▸ **抜粋本文**
2021年5月19日(水)
障害福祉奪う差別的判決
千葉地裁 支給請求を棄却
脳性まひで障害福祉サービスを利用する天海正克(あまがい・まさかつ)さん(71)が65歳で介護保険の要介護認定の申請をしなかったことを理由に、千葉市が天海さんのサービス継続申請を認めず打ち切ったことをめぐり、憲法と障害者権利条約に違反するとして天海さんが同市などを提訴した裁判の判決が18日、千葉地裁でありました。内野俊夫裁判長は、天海さんが千葉市に障害福祉サービスを支給決定するよう求めた訴えを棄却する不当判決を出しました。天海さんは控訴する方針です。
原告控訴へ
判決は、天海さんのように65歳以上の「要介護状態であることが見込まれる」障害者が「正当な理由なく」介護保険の要介護認定を申請しないことは、介護給付の支給要否決定に「協力しないことにほかならない」として、障害福祉サービスの継続申請を「不適法なものとして却下することができる」との判断を示しました。

▸ **データ抜粋**
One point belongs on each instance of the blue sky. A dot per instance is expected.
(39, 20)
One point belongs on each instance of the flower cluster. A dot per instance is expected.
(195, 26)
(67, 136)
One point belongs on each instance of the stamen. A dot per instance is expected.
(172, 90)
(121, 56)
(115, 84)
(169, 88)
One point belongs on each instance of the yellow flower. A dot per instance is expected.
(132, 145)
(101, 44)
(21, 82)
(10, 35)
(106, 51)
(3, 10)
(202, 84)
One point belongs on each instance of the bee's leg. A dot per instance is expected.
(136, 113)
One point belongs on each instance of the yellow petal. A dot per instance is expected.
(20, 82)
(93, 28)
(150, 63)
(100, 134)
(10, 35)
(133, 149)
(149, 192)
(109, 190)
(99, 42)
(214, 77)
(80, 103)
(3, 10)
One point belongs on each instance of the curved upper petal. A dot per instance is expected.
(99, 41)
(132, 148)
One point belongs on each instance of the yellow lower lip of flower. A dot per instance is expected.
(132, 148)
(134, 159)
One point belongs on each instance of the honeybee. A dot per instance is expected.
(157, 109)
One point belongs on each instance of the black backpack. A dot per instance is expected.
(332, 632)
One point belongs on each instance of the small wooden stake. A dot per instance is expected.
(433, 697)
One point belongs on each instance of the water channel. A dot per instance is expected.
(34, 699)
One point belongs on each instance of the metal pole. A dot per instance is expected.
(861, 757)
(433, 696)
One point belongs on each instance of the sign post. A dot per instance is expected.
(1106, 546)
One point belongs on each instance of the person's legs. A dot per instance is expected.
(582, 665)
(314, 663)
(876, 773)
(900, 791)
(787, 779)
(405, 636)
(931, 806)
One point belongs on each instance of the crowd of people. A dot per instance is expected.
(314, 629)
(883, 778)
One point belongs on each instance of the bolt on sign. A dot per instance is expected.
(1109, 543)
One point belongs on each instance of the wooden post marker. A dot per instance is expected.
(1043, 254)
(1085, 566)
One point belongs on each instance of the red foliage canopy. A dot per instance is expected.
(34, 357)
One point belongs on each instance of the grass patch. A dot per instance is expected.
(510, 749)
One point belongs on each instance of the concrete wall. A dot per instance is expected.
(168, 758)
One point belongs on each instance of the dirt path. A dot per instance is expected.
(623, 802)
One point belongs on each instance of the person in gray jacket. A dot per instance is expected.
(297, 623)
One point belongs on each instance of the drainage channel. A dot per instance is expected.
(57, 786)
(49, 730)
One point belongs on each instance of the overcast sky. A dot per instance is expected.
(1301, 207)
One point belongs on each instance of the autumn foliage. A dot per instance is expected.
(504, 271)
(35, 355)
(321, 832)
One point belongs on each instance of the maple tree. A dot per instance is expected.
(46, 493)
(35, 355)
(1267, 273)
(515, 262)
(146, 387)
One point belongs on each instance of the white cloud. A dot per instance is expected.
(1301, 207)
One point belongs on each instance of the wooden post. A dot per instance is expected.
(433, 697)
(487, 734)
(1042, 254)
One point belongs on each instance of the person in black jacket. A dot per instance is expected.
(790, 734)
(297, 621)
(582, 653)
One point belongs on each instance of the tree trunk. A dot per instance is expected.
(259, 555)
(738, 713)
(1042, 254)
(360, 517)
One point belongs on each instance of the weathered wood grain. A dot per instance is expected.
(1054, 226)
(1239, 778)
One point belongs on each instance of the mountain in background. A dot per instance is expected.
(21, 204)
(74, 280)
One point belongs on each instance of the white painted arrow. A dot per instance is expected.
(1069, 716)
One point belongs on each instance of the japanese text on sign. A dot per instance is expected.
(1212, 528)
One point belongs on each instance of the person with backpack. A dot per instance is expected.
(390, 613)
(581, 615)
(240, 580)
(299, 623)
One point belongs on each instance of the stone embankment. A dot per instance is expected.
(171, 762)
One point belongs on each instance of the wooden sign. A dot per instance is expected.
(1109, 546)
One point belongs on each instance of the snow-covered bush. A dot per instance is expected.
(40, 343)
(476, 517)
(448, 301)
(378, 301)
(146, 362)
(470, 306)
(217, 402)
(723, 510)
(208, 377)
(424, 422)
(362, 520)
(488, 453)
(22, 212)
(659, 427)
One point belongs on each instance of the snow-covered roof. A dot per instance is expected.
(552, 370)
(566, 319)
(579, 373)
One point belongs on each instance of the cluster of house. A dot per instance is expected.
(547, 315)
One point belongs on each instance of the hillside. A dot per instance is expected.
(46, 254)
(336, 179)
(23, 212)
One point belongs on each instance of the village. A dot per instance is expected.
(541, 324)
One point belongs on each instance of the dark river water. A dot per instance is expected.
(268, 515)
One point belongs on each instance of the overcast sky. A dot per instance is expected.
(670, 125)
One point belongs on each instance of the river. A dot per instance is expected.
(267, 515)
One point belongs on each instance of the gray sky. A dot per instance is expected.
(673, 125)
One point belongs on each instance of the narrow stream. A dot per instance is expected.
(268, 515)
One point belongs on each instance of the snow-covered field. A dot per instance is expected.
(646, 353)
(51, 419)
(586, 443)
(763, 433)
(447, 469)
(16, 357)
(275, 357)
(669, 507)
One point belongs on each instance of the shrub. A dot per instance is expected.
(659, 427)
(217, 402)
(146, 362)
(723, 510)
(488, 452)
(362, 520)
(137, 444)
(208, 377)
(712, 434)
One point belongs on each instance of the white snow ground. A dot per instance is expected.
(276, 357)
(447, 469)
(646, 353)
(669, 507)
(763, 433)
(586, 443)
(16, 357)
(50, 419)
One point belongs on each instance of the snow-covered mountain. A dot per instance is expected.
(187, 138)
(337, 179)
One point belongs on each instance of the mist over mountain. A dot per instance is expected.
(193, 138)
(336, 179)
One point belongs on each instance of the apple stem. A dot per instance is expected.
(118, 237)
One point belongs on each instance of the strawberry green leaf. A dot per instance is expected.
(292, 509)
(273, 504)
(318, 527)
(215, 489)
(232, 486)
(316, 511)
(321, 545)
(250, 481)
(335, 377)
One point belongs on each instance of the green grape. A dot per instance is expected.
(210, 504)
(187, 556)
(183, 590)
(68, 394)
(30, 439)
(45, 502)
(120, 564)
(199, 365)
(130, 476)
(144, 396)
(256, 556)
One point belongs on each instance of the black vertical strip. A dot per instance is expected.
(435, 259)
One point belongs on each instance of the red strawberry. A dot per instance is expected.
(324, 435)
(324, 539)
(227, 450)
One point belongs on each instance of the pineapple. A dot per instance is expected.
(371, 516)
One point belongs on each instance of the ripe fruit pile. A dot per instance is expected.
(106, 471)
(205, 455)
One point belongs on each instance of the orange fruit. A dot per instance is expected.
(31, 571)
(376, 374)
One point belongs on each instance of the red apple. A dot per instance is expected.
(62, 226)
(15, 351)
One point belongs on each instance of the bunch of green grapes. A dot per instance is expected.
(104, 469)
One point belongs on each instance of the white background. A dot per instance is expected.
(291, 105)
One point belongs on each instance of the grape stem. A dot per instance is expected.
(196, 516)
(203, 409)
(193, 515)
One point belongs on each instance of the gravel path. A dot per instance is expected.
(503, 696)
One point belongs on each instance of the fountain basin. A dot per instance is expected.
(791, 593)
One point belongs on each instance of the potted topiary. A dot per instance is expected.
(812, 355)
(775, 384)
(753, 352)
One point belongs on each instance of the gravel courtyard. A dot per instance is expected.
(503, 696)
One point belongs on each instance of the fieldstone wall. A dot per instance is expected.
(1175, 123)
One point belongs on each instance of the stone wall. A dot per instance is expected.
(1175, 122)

▸ **課題の目的**
千葉地裁判決の記事を、最後の文の後から引き継いで書き続けよ。 ここに並ぶ行は千葉地裁判決の記事とは関係がない。

▸ **課題への回答**
また、介護保険サービスは利用料が発生し、低所得者の生存権を脅かすものだとして天海さんが違憲だと主張したことに対して判決は、介護保険制度では低所得者への負担軽減策などが取られているとして、著しく合理性を欠き、明らかに立法権の裁量権を逸脱しているとはいえないとしました。
判決を受けて天海さんは「市が障害福祉サービスを全て奪うことは、生活全部を奪うことに他ならず、許すことはできない。重い責任を感じていないことに腹が立つ」と語りました。
日本障害者センターの山崎光弘事務局次長は判決について、日本は一般的な要介護状態の人には、要介護認定を申請するか否かを選択する自由を認めるにもかかわらず、障害者には認めないというものだと指摘。「障害者への差別的取り扱いに他ならず、障害者権利条約に照らしても認められない」と批判しました。
65歳の壁 不当
支援者ら「たたかい続ける」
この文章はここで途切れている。